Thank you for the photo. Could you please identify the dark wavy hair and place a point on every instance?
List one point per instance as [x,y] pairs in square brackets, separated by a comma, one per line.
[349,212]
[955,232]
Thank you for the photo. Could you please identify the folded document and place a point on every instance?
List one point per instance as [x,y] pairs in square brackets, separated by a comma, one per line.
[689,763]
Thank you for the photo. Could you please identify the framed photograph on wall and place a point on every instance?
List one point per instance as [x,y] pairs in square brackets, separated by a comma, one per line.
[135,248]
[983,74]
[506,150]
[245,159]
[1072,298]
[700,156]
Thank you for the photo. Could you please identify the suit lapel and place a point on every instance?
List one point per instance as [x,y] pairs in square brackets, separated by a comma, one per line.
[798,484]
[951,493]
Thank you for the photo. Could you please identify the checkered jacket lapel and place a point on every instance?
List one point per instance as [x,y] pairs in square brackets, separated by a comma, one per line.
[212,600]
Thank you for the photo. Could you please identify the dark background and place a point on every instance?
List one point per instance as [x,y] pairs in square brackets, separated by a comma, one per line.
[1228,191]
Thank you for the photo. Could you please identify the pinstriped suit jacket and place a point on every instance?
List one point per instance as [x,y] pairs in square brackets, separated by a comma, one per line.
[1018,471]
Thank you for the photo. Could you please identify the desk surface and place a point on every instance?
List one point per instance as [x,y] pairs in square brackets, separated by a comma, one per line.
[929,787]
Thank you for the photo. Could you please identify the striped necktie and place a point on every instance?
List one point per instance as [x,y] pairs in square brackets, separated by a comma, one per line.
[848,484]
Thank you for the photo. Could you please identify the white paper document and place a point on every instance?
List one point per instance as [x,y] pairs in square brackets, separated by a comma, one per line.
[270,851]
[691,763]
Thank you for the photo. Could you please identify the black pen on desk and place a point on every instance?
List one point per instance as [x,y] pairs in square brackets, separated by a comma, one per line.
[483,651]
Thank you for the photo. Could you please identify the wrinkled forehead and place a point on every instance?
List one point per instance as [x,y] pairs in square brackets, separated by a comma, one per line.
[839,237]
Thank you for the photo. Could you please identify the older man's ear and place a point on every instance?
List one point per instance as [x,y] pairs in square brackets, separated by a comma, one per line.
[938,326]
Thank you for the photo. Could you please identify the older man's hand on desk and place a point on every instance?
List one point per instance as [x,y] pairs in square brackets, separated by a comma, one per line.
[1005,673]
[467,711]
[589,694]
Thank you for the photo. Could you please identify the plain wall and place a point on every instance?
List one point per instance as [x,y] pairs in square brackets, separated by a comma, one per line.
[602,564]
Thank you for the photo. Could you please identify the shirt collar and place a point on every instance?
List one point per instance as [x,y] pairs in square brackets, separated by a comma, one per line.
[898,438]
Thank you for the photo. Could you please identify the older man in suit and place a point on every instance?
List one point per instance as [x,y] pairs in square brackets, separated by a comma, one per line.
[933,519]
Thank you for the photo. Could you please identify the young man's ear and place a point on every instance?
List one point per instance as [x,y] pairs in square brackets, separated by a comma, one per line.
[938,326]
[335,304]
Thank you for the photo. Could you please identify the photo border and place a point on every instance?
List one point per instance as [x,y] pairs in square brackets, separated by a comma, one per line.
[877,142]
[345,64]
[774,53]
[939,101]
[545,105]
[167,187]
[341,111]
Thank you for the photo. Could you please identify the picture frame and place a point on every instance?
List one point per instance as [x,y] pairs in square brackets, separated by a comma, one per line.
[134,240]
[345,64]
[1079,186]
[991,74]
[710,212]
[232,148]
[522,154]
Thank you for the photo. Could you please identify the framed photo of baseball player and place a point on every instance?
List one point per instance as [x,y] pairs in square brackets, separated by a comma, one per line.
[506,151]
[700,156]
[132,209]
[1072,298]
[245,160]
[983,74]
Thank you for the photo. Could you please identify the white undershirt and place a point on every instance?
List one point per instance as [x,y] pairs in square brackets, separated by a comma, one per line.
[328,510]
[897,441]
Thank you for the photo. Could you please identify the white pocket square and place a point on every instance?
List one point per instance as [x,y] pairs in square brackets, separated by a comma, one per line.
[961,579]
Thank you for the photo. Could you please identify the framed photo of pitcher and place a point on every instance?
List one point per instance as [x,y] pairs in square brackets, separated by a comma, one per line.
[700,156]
------------------------------------------------------------
WHAT IS REQUIRED:
Write out the records again starting with the line containing "Thank you for the photo. Could you please identify the photo" and going on through the final line of the records, requests included. Shift every answer point by adding 79 to each of its x and y coordinates.

SOLUTION TO THE PROBLEM:
Thank you for the photo. Could you please identify the photo border and place a point on every instance?
List one point per instance as [x,y] pairs in square brackets, separated by a comma, one per line.
[956,221]
[424,143]
[853,132]
[1018,180]
[624,184]
[246,266]
[420,190]
Thank you for the photo. Could you please identify the picture frame and place a point on every instance?
List one point per instance as [x,y] pairs in square brackets, separated by a comma, one per line.
[213,319]
[424,143]
[1158,265]
[1070,153]
[789,291]
[311,227]
[601,233]
Thank you for the photo. Could you please identify the framed photo of baseball player and place a point on every instance?
List one point per instance as [x,y] pairs in square brackets, separated by a comma, one per line.
[585,230]
[779,235]
[211,288]
[1151,377]
[324,239]
[1062,153]
Thank you for the photo. Could you please identify the white undershirt and place a point on every instance?
List one point per instance as [x,y] pairs in square brackets, separated by a comma, one per line.
[407,589]
[976,520]
Thank you for the photo. Could you please identify the white pocket square and place a point on every instance?
List one point per instance as [x,y] pairs in square brackets, separated by a comma, one per line.
[1040,658]
Thank you for the photo. Could you please identify the framed photo of pitcher and place a point on every instance?
List one point per instance as [x,y] pairs in square brackets, separated by a comma, one per line.
[779,235]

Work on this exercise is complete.